BEGIN RECORDS FOR THE EXERCISE

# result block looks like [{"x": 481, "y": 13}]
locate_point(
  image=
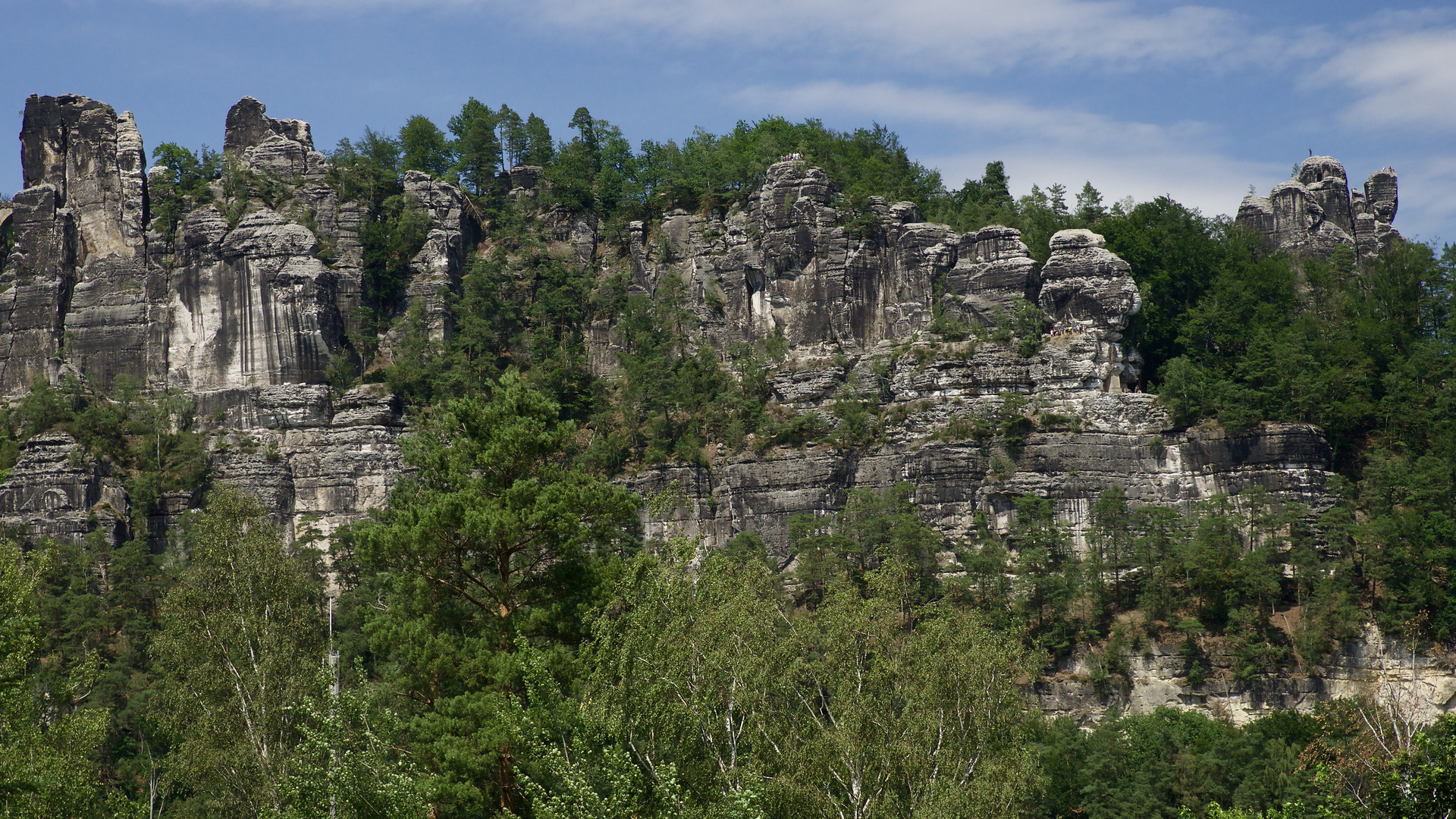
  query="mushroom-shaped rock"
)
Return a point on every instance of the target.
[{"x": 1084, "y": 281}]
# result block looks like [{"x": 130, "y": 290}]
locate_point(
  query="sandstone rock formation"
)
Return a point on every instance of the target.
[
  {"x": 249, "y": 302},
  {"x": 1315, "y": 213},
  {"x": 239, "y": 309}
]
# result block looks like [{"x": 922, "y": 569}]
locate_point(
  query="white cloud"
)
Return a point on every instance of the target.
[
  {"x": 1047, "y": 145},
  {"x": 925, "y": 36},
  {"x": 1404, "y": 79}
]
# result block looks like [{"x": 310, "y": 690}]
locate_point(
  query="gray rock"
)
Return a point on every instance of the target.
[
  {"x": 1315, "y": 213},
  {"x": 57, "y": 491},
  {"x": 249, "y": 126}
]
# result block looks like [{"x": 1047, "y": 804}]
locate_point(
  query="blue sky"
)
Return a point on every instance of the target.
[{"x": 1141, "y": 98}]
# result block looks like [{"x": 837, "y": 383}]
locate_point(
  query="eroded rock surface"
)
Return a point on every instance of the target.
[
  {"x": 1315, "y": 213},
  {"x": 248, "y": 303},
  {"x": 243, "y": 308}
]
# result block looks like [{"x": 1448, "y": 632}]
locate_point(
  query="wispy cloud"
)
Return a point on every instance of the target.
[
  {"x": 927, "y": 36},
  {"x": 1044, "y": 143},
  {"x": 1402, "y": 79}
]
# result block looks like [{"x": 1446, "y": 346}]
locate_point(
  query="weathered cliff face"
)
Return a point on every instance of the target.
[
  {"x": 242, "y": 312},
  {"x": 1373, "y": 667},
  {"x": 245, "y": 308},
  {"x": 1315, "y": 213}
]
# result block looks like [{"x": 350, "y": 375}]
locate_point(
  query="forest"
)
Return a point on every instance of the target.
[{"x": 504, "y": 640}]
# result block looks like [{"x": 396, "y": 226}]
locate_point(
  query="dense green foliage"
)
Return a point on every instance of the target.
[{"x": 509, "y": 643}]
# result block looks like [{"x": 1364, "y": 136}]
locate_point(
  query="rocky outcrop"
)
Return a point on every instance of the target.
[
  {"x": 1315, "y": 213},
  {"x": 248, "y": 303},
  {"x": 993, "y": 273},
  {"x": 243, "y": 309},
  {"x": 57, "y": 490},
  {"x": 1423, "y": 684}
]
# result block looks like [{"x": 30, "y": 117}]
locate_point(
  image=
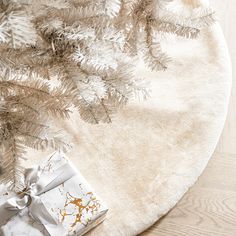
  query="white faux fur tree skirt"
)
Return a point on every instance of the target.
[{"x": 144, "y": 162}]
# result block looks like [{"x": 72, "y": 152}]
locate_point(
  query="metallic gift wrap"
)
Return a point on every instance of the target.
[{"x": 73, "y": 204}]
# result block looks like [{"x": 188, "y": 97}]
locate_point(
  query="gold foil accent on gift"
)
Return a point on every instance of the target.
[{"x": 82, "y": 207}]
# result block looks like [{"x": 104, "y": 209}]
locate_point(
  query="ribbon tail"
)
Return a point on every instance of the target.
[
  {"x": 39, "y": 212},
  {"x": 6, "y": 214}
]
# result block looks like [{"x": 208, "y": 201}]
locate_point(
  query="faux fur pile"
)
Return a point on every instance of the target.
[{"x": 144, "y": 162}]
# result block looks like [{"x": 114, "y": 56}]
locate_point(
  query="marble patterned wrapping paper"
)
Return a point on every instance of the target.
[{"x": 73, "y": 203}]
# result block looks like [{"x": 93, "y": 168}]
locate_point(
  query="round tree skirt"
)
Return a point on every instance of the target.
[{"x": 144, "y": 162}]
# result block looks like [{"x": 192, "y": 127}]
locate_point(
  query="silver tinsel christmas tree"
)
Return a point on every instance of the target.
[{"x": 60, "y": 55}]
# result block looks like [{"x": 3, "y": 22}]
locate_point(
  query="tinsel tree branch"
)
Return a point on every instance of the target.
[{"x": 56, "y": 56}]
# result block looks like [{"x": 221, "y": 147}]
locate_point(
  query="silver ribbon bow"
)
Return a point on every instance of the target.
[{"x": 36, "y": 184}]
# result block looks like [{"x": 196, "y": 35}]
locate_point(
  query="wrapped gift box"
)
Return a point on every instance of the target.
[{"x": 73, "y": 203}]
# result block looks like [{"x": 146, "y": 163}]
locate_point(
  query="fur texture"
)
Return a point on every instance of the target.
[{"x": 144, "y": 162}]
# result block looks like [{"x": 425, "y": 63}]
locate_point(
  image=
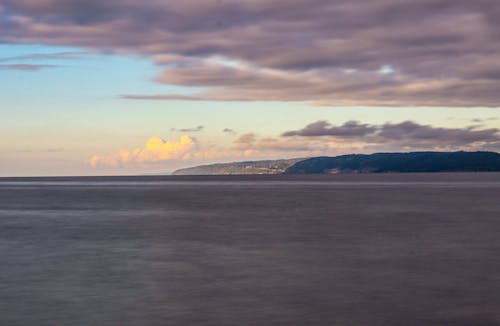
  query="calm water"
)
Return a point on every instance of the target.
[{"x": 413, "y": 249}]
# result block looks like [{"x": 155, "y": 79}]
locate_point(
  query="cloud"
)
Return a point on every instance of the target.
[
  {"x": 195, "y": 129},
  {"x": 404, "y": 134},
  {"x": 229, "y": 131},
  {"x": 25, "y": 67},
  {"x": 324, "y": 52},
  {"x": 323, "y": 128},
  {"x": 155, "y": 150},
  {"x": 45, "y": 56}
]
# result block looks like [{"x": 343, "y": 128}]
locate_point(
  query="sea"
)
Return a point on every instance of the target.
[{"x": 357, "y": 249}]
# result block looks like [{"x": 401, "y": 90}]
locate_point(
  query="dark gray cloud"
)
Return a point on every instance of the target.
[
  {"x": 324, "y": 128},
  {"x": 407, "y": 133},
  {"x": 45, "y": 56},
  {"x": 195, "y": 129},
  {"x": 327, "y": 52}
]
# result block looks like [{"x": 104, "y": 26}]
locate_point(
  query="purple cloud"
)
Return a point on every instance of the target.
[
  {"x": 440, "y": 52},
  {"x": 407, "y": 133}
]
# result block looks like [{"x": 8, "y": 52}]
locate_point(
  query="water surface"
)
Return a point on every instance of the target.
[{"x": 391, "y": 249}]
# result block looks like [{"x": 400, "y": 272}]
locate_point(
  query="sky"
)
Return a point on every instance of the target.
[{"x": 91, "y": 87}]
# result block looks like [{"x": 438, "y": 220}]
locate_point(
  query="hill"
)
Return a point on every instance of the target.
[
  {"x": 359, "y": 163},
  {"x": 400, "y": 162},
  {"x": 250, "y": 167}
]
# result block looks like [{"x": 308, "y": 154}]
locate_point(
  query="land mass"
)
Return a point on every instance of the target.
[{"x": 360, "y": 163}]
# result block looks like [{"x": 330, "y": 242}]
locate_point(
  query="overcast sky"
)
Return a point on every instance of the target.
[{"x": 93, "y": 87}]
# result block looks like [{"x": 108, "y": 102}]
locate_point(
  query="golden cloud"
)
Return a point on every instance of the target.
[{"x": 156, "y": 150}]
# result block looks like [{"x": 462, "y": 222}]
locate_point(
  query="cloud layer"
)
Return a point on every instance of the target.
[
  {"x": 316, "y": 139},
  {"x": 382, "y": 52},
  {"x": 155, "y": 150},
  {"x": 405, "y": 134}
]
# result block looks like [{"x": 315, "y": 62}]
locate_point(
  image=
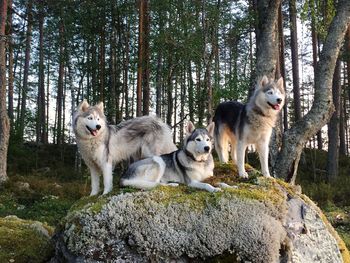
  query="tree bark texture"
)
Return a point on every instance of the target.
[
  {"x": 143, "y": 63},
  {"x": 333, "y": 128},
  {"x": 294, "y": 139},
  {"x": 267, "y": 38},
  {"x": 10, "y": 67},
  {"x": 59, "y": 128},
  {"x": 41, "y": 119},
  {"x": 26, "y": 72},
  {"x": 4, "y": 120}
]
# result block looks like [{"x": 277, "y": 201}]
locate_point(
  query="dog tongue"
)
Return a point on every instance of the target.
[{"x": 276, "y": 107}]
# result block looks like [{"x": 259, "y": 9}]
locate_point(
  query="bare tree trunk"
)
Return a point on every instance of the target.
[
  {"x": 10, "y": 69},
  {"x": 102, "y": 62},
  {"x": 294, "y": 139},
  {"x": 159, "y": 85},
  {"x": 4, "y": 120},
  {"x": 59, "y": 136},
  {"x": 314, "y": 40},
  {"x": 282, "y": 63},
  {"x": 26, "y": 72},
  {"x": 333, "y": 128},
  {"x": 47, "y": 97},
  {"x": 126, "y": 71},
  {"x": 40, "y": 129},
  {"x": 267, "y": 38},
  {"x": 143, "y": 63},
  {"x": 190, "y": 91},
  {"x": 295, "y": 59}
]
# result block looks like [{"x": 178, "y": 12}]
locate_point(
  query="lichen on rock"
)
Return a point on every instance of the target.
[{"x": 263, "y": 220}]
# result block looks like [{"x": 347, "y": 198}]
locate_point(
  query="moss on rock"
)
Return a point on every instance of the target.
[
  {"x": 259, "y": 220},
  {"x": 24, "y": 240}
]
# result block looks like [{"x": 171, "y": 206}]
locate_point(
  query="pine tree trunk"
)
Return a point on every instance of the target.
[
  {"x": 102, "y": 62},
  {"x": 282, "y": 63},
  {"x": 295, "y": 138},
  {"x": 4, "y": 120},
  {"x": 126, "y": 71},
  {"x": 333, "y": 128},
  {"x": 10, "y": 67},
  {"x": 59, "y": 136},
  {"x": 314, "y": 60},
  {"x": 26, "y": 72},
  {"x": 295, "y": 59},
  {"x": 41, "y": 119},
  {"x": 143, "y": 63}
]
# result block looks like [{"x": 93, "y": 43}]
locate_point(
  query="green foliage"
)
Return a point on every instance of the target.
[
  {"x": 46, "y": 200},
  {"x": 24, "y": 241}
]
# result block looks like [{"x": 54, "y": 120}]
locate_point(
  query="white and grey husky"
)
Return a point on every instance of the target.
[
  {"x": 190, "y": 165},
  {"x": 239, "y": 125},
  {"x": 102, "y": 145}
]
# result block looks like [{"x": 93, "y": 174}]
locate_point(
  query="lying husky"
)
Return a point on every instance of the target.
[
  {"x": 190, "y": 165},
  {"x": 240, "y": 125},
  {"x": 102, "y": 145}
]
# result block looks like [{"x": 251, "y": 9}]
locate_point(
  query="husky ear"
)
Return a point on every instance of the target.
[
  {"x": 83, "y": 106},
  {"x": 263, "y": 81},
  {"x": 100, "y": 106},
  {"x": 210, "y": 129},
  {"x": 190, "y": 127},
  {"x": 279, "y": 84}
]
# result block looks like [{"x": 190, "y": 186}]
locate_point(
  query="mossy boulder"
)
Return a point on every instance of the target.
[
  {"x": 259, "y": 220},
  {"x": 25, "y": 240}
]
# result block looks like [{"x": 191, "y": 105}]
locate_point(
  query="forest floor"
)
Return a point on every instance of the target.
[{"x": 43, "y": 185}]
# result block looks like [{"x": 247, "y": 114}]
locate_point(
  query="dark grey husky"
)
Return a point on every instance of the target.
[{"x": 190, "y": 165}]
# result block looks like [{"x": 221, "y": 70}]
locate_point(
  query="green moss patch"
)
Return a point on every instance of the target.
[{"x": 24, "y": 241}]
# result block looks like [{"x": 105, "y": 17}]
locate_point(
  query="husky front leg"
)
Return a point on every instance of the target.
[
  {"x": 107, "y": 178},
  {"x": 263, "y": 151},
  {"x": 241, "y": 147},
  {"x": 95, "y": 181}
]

END RECORDS FOR THE EXERCISE

EXERCISE: Return every line above that contains the word "gift".

EXERCISE ANSWER:
  query="metallic gift wrap"
  query="gold foil accent on gift"
  query="wrapped gift box"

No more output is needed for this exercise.